- **Set task**
Retype the lines of the listing that follows, starting at the line containing "Identify where the sofa" and ending at the line containing "45;136;300;171", with both of those lines included and every line reproduced without any change.

- **Records for this task**
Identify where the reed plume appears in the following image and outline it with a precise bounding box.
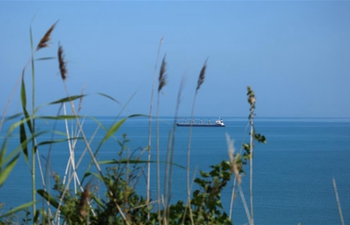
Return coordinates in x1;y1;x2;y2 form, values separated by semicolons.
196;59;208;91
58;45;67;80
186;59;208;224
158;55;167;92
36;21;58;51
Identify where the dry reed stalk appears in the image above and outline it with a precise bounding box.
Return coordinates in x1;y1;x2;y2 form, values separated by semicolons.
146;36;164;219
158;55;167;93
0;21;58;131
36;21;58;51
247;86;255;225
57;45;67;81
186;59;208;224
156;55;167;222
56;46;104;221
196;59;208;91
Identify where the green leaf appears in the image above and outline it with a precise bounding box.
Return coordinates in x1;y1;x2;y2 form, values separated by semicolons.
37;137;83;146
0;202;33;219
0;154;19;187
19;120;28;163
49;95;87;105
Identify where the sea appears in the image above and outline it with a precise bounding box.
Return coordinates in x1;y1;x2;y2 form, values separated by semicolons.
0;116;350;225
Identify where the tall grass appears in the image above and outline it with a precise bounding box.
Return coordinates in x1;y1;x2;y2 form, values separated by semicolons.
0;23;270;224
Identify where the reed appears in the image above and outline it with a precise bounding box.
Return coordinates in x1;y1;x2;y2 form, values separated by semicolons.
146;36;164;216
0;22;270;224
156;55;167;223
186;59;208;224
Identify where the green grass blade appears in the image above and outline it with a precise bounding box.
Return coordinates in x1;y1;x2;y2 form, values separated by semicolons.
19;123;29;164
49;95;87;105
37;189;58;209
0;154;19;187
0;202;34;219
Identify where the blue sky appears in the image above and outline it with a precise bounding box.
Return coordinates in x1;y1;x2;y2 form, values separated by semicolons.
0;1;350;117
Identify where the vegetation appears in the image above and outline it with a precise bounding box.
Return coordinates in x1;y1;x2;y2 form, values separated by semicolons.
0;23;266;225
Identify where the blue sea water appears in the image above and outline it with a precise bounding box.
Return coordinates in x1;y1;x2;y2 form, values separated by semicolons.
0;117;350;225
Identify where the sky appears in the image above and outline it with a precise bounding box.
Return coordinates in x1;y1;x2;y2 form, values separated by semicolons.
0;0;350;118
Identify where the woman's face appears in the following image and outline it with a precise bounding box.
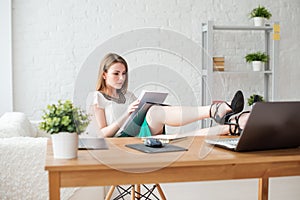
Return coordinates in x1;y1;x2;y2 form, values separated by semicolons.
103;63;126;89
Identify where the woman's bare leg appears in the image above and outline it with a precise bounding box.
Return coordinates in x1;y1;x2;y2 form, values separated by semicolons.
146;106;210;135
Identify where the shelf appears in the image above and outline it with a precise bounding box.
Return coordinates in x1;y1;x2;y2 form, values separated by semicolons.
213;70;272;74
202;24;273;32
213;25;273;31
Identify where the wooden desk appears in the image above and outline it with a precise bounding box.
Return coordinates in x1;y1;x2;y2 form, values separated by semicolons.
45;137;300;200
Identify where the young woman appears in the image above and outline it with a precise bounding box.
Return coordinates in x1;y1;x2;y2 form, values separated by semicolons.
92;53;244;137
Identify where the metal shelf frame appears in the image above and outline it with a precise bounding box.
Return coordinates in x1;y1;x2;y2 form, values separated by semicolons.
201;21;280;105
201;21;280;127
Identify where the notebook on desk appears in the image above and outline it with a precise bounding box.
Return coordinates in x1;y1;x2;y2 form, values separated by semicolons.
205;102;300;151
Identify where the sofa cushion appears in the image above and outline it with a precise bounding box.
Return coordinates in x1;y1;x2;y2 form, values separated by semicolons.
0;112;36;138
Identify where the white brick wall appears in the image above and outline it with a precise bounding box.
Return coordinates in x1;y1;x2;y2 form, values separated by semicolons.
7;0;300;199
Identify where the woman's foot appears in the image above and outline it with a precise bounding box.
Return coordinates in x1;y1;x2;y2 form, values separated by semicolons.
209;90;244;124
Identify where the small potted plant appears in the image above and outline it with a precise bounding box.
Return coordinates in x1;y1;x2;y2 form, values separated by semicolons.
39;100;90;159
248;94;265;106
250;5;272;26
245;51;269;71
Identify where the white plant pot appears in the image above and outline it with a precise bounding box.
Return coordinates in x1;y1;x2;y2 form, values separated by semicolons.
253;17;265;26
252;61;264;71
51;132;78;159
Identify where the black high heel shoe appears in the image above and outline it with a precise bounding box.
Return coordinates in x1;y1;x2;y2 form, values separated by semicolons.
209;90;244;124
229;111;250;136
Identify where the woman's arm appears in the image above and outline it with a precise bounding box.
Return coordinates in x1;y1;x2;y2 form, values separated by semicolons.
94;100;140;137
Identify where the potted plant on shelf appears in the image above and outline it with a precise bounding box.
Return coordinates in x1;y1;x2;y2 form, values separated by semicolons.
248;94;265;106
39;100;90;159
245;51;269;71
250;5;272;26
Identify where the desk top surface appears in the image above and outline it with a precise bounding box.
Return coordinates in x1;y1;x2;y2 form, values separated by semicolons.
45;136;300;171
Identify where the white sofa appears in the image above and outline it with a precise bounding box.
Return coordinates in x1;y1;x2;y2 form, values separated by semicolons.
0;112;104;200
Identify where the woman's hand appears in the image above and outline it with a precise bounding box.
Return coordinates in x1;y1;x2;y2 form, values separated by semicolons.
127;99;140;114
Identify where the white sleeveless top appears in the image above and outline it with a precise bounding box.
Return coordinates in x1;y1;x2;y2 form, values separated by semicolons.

- **Task result**
Identify where the sofa cushion appears in the image above and outline it with a precise bounding box.
Return coordinates in x1;y1;x2;y2 form, values separated by semicolons.
0;112;36;138
Identify where the white brick wall appears in the image above and outline it with a precise bounding box.
Return coordinates in x1;y1;x2;y2 form, values separated by semicolons.
7;0;300;199
Identify where the woman's foot appears in the image above and outline it with a precise bounding box.
Return coordinates in x1;y1;x2;y2 form, values separated by semicolons.
209;90;244;124
Identify where the small potted plant appears in the image above and outline it with a precise bounding box.
Return coordinates in x1;y1;x2;y2 form, values separated by semicolons.
39;100;90;159
248;94;265;106
250;5;272;26
245;51;269;71
Identify where the white plant pot appears in the image above and outline it with a precise bounding box.
Return coordinates in x1;y1;x2;y2 form, values separated by semicolons.
253;17;265;26
252;61;264;71
51;132;78;159
Identify where the black high heel shoe appears in the image above and outline it with a precise bounding box.
Return coordinates in x1;y1;x2;y2 form, values separated by semicolons.
209;90;244;124
229;111;250;136
Identify where the woman's arm appears in the image above and outline it with a precise bounding box.
Return coordinates in x1;y1;x2;y2 form, values separated by semicolons.
94;100;140;137
Identify where the potted plant on shelf appears in the image above and outline it with a precise bounding box.
Return coordinates in x1;y1;x2;y2 form, values separated by semicolons.
248;94;265;106
39;100;90;159
245;51;269;71
250;5;272;26
Identify where the desk top surface appears in the image above and outline it with a precise bounding box.
Return coordinates in x1;y1;x2;y2 form, values separated by semicolons.
45;136;300;171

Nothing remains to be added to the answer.